> [What the exercise asks]
Copy out all of the records below, changing "thickest part" to "widest part" everywhere and leaving everything else unchanged. Leave the pictures out of your copy.

--- Start Materials provided ---

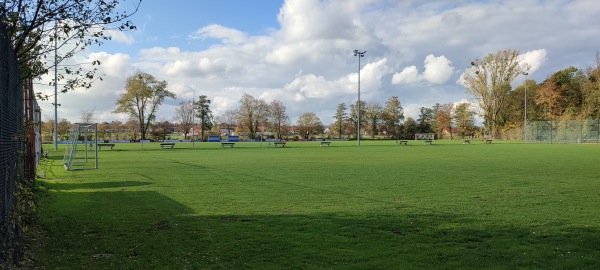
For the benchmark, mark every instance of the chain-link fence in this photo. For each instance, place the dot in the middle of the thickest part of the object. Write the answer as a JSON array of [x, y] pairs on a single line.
[[566, 132], [12, 148]]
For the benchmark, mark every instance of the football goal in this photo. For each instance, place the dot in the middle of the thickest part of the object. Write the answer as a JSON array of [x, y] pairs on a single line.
[[82, 151]]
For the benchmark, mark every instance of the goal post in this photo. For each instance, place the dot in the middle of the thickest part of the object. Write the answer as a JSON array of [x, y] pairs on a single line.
[[80, 137], [425, 136]]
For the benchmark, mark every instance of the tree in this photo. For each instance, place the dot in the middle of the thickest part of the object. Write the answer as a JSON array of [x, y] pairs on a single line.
[[143, 96], [392, 116], [560, 95], [278, 117], [133, 127], [64, 126], [204, 113], [47, 129], [409, 128], [251, 114], [443, 119], [39, 29], [464, 118], [426, 120], [87, 116], [373, 113], [184, 114], [591, 91], [489, 81], [354, 114], [116, 128], [340, 118], [309, 124], [228, 120]]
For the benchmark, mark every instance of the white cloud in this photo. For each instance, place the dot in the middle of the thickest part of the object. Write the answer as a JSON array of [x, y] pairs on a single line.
[[120, 36], [414, 48], [535, 59], [225, 34], [438, 70], [409, 75]]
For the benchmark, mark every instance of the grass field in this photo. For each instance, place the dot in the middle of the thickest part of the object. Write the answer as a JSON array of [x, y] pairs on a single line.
[[377, 206]]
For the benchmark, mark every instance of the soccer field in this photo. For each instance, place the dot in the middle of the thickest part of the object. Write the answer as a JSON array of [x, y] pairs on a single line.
[[377, 206]]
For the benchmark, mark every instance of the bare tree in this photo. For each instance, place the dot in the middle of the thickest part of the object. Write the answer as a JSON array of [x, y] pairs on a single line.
[[41, 29], [184, 114], [373, 113], [278, 116], [87, 116], [489, 81], [203, 113], [251, 114], [392, 116], [143, 96], [341, 116], [309, 124]]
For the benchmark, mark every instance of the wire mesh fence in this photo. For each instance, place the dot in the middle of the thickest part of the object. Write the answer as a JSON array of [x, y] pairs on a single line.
[[564, 132], [12, 148]]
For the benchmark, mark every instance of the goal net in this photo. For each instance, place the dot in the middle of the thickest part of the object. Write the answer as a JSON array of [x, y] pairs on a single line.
[[82, 148]]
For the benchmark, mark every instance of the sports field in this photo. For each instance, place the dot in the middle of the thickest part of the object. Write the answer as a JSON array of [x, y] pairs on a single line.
[[377, 206]]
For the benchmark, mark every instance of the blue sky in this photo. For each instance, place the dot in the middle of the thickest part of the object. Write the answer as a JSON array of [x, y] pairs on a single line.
[[300, 51], [169, 23]]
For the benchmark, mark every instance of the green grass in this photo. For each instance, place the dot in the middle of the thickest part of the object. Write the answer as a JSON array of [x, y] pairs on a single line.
[[377, 206]]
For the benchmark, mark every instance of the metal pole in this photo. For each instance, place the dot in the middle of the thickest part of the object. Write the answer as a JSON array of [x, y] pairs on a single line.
[[96, 142], [359, 54], [525, 106], [358, 105], [55, 89]]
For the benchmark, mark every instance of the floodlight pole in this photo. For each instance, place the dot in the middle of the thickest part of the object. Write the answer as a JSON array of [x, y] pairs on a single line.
[[359, 54], [55, 135], [525, 110]]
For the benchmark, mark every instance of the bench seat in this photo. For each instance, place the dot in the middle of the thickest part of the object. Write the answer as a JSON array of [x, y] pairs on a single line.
[[325, 143], [106, 144], [163, 145], [282, 144], [230, 144]]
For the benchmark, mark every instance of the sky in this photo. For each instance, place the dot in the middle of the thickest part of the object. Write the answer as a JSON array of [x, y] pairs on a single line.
[[300, 52]]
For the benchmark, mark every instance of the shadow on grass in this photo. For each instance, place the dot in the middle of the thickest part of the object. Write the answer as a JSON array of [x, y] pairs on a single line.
[[145, 230], [95, 185]]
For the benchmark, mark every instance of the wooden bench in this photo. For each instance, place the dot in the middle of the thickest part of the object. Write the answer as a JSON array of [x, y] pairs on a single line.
[[230, 144], [282, 144], [106, 144], [163, 145]]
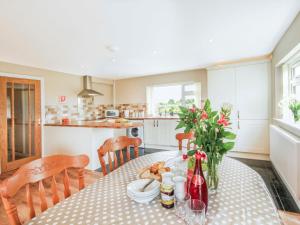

--- End Materials provided ---

> [Answer to this exercise]
For the benchmark, mark every instance of the chain-link fence in this photo. For each instance, place the dot in the middle of the widest part of the object. Write the answer as a JSON array of [x, y] pairs on a single line.
[[566, 132], [12, 148]]
For the benchmark, mark every instance of the football goal in this photo. For each instance, place the dot in the middle of the widest part of the object. Write the answer as a JSON array of [x, y] pairs on a single line.
[[82, 151]]
For the benchmark, mark every instance of the goal post in this photo. For each instance, place the dot in the middle of the widest part of the object. Write the answer as a JSON array of [x, y] pairs on a single line.
[[80, 137], [425, 136]]
For the benchmark, mark every instance of the tree in this photo. For each instance, place the dot in the middle of the widest part of the object. Write the answer as a JSON array of [x, y] pairs on a single line.
[[143, 96], [392, 116], [560, 95], [278, 117], [133, 127], [64, 126], [204, 113], [47, 129], [409, 128], [251, 114], [443, 119], [39, 29], [464, 118], [426, 120], [87, 116], [373, 113], [184, 114], [591, 91], [489, 81], [354, 114], [116, 128], [340, 118], [309, 124], [228, 120]]
For the benchmark, mark every instance of the white cloud in this photo. For each instance, place the dot in the middle of the widest part of the object. Write the answer as a JSON array of [x, y] pairs on a single line.
[[120, 36], [414, 48], [535, 59], [225, 34], [438, 70], [409, 75]]
For the benchmark, mark every instance of the grass field in this photo. For each instance, place the dot in the middle of the widest part of the object. Write the answer as a JSON array of [x, y] pairs on a single line.
[[377, 206]]
For the benchmark, mark every instance of the soccer field in this photo. For each instance, place the dot in the middle of the widest part of the object. Write the answer as a JSON array of [x, y] pairs on a single line.
[[377, 206]]
For the benchmark, mark every instance of the bare tree in this photo. For each instance, place the dot in the middle of the widest part of the object. Write the answer as a JSON array of [x, y] pairs on a single line.
[[41, 29], [184, 114], [373, 113], [278, 116], [87, 116], [489, 81], [203, 113], [251, 114], [392, 116], [143, 96], [341, 116], [309, 124]]
For the benchmark, mark every instance of the wire mesh fence in this photo. For each instance, place the dot in the middle of the widest part of the object. Write the answer as a JSON array of [x, y] pairs on a single line.
[[564, 132], [12, 148]]
For the benchmark, mark every instance of the goal net in this photo. For each instance, place the dot in the middle of the widest part of the object. Write the answer as a JSON array of [x, y] pairs on a single line.
[[82, 148]]
For the benchmark, mark every instance of the sports field in this photo. For each instance, place the dot in the middle of the widest part of the object. Write the answer as a JSON array of [x, y] pairs on a single line.
[[377, 206]]
For the benchmark, mark every instance of the blue sky in this photo. For each instance, place the dot in the middle of the widest part of the object. Write the answer as a JSON array of [x, y] pairs on a single line.
[[300, 51], [169, 23]]
For the benchmark, mark every instance of the green grass in this photo. For each instance, place the dot in the middle of the widest part of the object. Write the answer as a JSON array of [x, y] pairs on a single line.
[[377, 206]]
For the benchmark, mark every instance of the metal pole in this photo. For each instance, place the dot in the middle of the widest part of the object. Write the answer as a JSON array of [x, y] pairs on a single line.
[[96, 142], [359, 54], [525, 106], [358, 105], [55, 89]]
For the benchmark, mark every instance of the floodlight pole in this photo. For each instance, place the dot in the middle of the widest part of the object. Write the answer as a JSON array of [x, y] pairs on a single line.
[[359, 54], [55, 135], [525, 110]]
For the benchmark, mark every instance of the bench seat in this photo. For each instance, place the dot in the middle of the widest part of the object. Write the answer as a JSON array of [x, y] pairs on a single line.
[[325, 143], [106, 144], [163, 145], [282, 144], [230, 144]]
For the benchmark, mark every instance of the sky in this photo. For each instance, place the dot in the middle of the widest part of the object. Write the answer as a JSON array of [x, y] pairs on a single line.
[[300, 52]]
For the benchmark, mark every instance of the shadow on grass in this photo. For each instance, place the dot in the middle of the widest part of the object. Write the answer as a JSON array of [x, y] pairs on a single line.
[[145, 230], [95, 185]]
For the benchmark, mark every instance of the wooden bench in this photo. For each instance, place the dot in the middle of the widest part of the object. Write the answer as a JSON array of [x, y] pairs on a single line.
[[230, 144], [282, 144], [106, 144], [163, 145]]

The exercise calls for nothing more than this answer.